— START STORED DATA —
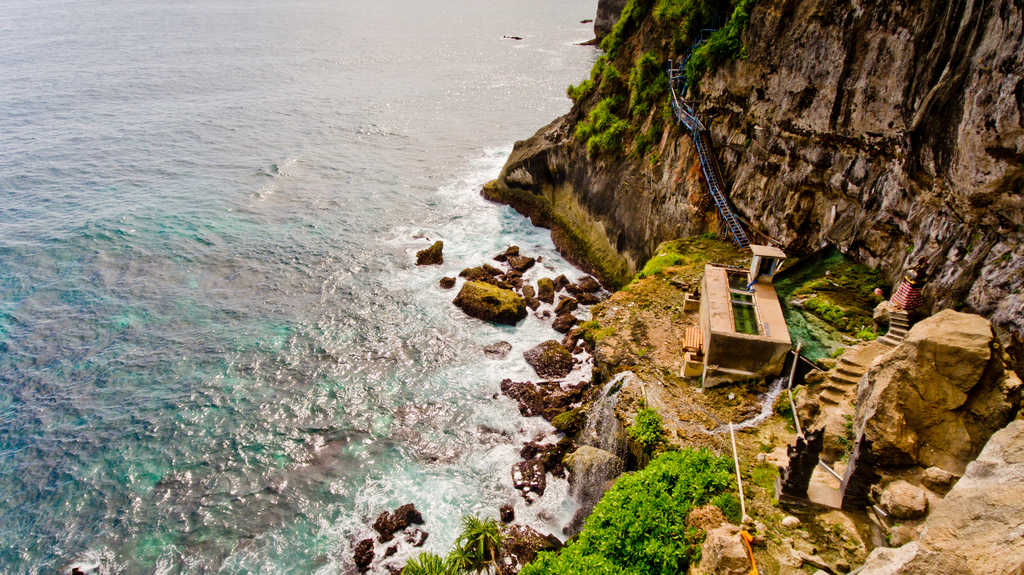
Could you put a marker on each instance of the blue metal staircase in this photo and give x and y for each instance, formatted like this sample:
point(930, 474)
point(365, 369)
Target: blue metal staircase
point(709, 165)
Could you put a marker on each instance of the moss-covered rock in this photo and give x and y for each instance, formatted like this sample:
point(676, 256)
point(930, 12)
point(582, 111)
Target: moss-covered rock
point(550, 359)
point(431, 256)
point(571, 422)
point(491, 303)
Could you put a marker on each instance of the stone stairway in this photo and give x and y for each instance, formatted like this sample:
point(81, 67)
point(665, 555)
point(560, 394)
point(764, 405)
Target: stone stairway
point(899, 323)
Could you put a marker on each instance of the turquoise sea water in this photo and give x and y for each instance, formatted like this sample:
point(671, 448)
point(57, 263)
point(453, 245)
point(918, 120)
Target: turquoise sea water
point(215, 353)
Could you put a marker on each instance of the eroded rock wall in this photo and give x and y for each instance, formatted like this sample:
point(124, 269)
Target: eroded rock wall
point(892, 130)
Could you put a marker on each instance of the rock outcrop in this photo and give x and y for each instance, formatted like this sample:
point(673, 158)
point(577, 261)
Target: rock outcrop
point(491, 303)
point(978, 528)
point(591, 473)
point(549, 359)
point(891, 131)
point(431, 256)
point(937, 398)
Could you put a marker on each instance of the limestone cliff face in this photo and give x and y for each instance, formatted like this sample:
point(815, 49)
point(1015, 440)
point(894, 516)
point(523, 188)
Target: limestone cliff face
point(891, 130)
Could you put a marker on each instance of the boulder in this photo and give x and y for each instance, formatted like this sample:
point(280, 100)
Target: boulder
point(592, 472)
point(723, 553)
point(529, 478)
point(491, 303)
point(937, 479)
point(547, 399)
point(364, 555)
point(416, 537)
point(706, 518)
point(509, 252)
point(565, 305)
point(549, 359)
point(976, 528)
point(507, 513)
point(902, 500)
point(935, 399)
point(564, 322)
point(431, 256)
point(790, 522)
point(520, 545)
point(388, 524)
point(546, 290)
point(561, 282)
point(498, 350)
point(520, 263)
point(571, 422)
point(588, 284)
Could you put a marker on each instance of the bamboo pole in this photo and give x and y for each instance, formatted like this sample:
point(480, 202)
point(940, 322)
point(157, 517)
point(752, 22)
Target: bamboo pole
— END STORED DATA —
WHAT IS NEEDED
Rewrite the part of the listing starting with the line with "Could you put a marker on each instance of the rock" and going on through the line with "point(891, 131)", shifting every answer coordinate up by 85. Keep every line, requests included, and leave the numbers in the requests and their sample points unchanged.

THE SOLUTION
Could you put a marker on each instance of the rock outcrop in this photo and give x and y for each instance, formatted like this sample:
point(673, 158)
point(577, 261)
Target: rock outcrop
point(576, 388)
point(1063, 613)
point(676, 558)
point(634, 444)
point(976, 216)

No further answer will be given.